[Data extracts Boundary: Start]
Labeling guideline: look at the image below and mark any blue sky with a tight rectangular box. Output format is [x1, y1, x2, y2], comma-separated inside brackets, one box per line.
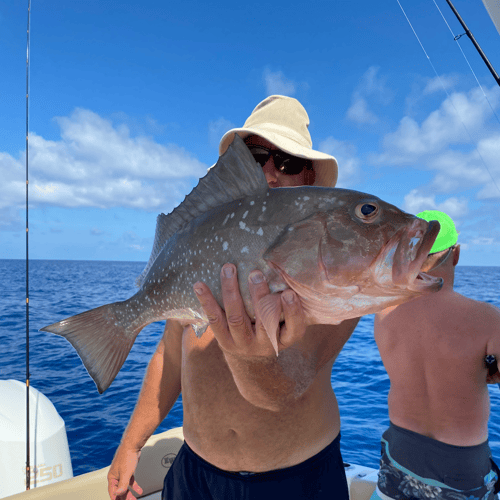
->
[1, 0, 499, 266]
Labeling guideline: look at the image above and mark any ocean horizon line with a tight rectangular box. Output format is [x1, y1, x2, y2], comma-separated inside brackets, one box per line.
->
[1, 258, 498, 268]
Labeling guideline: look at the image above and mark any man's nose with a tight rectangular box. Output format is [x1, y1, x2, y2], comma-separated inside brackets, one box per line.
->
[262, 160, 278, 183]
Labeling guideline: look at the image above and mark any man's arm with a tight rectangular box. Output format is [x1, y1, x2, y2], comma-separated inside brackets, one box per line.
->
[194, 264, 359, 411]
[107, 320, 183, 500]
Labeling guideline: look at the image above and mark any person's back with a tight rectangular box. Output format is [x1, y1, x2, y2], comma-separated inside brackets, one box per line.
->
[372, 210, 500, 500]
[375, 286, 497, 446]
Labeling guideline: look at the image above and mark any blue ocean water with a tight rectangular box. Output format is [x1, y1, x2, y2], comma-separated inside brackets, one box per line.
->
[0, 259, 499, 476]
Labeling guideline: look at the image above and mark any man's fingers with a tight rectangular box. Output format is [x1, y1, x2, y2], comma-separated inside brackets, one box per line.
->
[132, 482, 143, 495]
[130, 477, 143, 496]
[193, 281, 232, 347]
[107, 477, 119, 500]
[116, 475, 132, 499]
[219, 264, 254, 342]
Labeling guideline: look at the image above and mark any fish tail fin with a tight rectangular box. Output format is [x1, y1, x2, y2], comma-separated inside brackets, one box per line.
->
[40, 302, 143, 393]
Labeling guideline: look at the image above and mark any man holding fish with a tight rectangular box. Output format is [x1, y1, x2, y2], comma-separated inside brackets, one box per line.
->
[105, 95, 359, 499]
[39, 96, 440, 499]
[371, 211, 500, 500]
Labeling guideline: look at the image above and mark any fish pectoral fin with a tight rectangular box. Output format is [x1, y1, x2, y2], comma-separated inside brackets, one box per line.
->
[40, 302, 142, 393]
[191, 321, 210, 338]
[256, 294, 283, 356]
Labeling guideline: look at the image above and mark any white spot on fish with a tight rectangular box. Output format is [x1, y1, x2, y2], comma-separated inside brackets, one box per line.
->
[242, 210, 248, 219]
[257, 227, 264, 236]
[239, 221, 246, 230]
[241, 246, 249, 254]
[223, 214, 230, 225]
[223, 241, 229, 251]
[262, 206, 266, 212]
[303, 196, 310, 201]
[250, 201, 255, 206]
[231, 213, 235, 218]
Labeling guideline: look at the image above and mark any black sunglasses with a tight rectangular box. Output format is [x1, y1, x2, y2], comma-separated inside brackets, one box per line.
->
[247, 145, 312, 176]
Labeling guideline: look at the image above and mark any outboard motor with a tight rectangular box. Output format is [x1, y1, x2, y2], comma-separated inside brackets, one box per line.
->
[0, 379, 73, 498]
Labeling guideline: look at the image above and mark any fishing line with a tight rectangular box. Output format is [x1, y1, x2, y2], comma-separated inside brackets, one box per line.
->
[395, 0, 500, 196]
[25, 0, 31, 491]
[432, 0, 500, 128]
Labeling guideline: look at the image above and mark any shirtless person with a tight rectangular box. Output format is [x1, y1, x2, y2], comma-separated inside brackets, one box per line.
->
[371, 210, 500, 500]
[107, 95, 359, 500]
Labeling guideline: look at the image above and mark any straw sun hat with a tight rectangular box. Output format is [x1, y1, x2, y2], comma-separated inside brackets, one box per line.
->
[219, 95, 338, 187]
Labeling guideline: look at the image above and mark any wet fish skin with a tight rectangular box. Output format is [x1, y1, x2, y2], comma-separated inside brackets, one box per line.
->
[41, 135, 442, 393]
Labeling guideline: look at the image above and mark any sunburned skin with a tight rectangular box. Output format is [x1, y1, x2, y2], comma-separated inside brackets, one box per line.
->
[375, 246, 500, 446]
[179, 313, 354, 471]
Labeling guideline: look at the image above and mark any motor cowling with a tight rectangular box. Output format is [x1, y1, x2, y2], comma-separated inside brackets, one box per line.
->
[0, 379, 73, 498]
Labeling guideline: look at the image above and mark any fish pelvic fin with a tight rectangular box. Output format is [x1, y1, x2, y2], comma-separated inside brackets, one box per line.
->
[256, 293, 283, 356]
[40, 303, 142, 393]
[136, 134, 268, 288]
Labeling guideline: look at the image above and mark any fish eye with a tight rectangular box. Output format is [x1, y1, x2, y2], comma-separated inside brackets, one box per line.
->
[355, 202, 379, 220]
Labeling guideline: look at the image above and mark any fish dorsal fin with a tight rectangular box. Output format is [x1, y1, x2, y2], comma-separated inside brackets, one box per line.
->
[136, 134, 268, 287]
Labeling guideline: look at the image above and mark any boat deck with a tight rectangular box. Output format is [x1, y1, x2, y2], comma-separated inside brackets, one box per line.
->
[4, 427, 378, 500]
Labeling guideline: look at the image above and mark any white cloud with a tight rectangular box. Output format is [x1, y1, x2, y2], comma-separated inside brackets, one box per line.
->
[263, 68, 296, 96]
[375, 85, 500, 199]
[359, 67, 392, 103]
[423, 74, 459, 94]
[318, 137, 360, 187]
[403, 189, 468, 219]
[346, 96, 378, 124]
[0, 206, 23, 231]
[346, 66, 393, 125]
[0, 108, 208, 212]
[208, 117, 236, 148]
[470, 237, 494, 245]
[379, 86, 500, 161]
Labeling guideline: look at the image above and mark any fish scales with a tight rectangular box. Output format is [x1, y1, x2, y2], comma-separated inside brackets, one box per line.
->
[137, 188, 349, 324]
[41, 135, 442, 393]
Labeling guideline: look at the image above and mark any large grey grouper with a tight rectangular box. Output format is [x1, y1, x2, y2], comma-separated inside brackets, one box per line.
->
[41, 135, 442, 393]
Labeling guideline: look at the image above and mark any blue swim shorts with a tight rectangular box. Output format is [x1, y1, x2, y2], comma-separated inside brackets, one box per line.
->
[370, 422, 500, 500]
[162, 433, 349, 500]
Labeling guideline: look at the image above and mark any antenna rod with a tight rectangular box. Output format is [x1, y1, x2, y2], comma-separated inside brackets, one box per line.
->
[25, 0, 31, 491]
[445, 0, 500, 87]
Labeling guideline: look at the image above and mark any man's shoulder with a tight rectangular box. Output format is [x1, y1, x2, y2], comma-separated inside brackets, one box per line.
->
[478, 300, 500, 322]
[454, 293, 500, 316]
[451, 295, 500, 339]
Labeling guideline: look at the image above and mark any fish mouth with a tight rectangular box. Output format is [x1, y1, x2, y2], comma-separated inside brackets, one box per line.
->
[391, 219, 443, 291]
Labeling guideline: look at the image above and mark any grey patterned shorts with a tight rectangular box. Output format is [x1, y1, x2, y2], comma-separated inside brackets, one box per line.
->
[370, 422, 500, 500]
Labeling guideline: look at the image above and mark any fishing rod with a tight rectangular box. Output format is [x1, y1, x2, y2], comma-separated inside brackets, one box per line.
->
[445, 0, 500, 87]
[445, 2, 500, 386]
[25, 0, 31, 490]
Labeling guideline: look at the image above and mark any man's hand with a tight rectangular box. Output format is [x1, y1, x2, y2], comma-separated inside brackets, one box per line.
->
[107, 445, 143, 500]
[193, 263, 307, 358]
[Data extracts Boundary: End]
[Data extracts Boundary: Start]
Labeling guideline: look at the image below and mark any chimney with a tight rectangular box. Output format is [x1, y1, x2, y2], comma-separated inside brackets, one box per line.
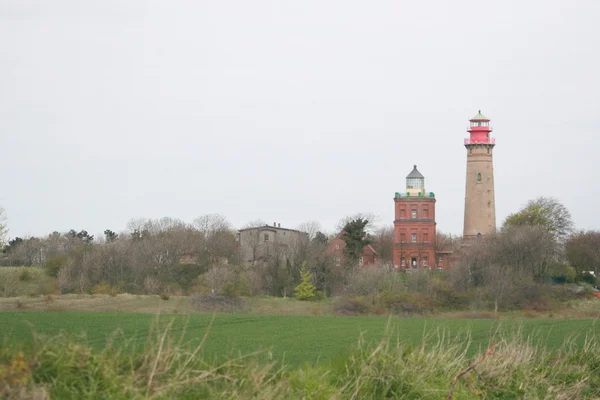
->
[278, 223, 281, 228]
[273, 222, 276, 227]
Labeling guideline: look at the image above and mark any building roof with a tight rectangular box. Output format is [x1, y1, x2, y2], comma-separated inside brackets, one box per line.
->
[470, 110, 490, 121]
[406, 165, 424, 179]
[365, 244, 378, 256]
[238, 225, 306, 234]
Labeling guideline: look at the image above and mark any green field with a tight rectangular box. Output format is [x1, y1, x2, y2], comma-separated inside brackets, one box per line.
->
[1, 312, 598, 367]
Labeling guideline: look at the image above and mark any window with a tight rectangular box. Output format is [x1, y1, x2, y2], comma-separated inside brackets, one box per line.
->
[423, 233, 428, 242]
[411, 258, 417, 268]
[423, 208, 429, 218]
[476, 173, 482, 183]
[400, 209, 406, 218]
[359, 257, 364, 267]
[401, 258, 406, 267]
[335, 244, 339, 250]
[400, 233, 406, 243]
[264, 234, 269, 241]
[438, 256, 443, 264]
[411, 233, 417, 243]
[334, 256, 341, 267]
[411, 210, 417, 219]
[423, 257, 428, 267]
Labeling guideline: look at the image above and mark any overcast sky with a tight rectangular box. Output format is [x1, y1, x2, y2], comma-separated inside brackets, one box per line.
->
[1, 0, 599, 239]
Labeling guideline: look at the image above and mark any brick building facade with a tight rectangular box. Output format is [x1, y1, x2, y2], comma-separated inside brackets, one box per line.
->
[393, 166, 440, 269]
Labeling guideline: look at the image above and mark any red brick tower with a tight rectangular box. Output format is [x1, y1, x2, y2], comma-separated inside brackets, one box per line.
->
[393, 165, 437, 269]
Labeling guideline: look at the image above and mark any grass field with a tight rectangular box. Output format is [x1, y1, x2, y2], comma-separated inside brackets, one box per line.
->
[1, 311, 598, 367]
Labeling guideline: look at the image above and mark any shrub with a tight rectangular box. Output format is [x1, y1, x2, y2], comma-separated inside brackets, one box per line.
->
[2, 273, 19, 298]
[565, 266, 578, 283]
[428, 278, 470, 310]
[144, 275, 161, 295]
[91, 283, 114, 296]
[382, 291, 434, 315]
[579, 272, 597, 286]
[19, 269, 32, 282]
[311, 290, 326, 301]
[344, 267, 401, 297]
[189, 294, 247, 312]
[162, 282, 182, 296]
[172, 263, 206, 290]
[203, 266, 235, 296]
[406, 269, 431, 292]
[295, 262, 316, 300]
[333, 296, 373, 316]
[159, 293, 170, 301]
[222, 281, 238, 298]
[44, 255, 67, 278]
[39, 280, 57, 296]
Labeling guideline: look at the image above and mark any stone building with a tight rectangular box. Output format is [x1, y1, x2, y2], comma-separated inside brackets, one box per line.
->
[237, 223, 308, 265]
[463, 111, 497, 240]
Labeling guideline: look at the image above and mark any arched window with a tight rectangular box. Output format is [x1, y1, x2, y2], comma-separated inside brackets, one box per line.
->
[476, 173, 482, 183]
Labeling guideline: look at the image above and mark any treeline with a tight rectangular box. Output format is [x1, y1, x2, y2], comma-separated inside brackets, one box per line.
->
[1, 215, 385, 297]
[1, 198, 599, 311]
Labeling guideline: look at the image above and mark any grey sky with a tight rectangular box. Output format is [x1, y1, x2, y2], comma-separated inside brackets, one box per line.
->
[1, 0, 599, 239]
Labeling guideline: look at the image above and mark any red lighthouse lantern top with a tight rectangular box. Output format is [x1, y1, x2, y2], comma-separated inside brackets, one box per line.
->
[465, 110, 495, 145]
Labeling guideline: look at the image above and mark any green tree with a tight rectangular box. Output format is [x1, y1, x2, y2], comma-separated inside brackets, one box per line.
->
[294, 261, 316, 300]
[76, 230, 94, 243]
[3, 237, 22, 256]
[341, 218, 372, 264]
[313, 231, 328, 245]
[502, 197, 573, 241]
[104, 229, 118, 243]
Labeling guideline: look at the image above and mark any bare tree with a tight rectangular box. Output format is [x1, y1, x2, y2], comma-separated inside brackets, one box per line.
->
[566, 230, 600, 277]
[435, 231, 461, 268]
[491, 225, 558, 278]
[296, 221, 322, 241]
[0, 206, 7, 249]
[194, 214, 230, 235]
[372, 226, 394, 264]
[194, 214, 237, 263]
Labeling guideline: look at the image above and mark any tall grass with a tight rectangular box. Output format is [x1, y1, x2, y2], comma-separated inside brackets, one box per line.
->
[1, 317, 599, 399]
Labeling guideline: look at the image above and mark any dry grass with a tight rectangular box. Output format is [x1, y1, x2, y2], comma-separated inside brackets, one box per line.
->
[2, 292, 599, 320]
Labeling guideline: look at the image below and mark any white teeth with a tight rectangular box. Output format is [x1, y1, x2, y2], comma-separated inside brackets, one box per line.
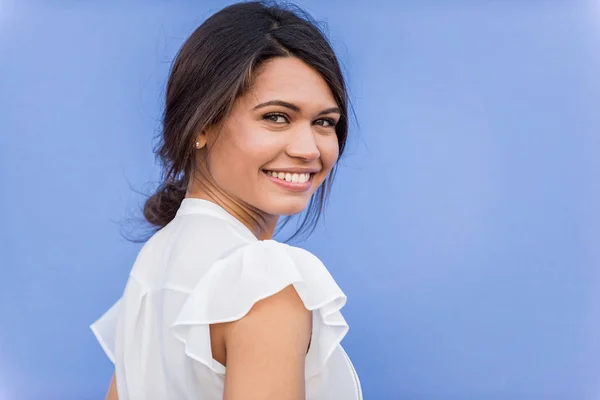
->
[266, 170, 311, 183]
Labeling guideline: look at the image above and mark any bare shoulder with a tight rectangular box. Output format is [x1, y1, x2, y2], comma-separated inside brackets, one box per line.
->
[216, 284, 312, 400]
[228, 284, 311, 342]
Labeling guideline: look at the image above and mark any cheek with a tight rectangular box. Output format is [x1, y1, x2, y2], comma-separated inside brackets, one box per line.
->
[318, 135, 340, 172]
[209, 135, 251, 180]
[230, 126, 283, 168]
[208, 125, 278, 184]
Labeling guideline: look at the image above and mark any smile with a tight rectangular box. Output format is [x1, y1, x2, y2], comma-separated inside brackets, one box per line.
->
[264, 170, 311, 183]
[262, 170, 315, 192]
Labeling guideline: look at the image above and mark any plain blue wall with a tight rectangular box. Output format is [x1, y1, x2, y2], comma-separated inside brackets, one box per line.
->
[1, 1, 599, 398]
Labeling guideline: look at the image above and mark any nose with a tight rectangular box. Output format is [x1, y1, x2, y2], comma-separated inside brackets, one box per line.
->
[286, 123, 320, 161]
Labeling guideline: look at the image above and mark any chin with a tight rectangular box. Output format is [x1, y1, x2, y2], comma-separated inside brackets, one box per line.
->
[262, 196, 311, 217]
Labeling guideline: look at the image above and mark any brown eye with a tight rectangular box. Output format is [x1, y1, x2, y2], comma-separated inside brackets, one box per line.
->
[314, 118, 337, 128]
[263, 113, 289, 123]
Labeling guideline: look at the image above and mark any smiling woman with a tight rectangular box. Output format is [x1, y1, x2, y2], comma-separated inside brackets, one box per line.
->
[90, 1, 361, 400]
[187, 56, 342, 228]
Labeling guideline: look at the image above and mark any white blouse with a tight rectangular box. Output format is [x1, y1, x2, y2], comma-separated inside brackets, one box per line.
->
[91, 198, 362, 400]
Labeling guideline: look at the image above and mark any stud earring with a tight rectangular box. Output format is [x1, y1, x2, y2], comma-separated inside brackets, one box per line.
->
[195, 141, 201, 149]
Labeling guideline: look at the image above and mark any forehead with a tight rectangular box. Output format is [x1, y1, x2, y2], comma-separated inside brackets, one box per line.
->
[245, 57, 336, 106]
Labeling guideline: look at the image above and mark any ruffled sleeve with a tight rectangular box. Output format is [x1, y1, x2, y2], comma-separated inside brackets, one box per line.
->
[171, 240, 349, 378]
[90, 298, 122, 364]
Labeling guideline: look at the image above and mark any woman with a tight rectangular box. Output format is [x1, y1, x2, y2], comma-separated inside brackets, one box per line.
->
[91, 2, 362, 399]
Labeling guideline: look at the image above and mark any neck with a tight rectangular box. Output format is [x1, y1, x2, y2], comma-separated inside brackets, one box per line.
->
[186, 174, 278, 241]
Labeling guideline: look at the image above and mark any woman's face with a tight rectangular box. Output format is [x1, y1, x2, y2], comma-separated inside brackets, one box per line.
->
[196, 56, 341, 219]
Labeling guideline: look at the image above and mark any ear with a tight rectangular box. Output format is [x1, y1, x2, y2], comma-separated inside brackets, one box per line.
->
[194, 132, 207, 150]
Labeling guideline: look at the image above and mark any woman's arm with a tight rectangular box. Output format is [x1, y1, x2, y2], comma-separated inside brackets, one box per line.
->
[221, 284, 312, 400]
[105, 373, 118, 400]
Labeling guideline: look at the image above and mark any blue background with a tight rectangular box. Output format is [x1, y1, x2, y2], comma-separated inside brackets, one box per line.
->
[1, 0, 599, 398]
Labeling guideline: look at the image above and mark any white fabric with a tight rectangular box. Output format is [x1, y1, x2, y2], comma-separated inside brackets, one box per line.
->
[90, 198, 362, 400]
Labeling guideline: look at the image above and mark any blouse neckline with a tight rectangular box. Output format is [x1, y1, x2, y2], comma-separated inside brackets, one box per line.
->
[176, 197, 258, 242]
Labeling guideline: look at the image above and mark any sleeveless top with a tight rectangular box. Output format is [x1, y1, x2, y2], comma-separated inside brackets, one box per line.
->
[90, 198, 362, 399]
[Data extracts Boundary: End]
[Data extracts Boundary: Start]
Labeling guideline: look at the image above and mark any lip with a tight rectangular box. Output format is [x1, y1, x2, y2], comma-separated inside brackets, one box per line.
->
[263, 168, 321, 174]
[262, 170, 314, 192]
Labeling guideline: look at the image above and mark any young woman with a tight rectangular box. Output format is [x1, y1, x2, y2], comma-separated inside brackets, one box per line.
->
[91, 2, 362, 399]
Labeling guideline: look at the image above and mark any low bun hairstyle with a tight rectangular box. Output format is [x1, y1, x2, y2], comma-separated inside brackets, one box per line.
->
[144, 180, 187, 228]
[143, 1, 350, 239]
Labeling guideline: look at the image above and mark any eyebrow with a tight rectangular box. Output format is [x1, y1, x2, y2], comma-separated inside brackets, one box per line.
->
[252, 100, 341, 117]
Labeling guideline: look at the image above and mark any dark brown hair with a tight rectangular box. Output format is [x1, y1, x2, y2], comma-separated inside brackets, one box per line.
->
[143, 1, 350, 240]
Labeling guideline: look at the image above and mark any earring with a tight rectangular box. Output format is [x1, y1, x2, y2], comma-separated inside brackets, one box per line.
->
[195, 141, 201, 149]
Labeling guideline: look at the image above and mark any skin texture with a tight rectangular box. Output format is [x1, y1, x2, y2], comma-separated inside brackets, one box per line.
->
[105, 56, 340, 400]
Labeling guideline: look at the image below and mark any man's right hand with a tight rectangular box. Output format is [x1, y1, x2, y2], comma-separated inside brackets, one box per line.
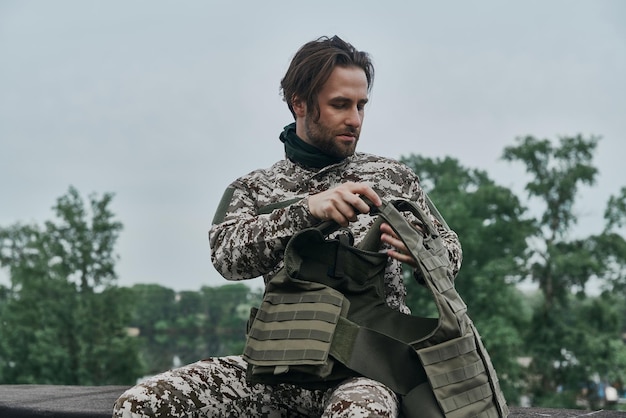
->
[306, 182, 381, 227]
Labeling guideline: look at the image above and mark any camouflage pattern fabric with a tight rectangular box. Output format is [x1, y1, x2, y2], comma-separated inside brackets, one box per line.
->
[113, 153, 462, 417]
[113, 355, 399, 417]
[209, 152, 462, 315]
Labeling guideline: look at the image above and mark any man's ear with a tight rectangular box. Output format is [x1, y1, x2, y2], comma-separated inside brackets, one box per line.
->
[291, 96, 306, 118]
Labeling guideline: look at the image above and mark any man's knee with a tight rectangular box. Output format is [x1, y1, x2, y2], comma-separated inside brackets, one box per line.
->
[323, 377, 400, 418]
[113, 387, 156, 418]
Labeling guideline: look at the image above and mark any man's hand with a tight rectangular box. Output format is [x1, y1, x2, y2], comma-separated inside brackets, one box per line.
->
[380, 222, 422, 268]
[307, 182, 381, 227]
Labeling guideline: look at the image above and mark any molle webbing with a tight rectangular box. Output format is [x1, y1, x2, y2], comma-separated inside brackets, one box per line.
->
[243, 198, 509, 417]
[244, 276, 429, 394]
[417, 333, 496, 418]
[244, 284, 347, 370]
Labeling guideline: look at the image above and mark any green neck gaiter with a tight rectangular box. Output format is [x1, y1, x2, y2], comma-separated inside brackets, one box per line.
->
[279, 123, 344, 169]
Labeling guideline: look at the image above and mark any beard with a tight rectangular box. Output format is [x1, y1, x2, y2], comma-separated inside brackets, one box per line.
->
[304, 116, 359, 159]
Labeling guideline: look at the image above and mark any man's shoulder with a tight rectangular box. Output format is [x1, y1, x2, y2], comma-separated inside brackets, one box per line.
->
[Data extracts Boundary: End]
- **Description of the task**
Take exactly the lines from the one containing "Labeling guideline: look at the image above and mark any neck" through the one containing "any woman's face" in the data above, and output them with nothing added.

- **Problem solution**
Labeling guideline: look at the image above and mark any neck with a tight rectangular box. Output format is [x1, y1, x2, y2], comma-separated inside brackets, one box per line.
->
[186, 174, 278, 241]
Labeling guideline: look at the image above and mark any woman's face with a tight rectangular box. Output format is [x1, y1, x2, y2], comma-separated inside brackets, one box per line.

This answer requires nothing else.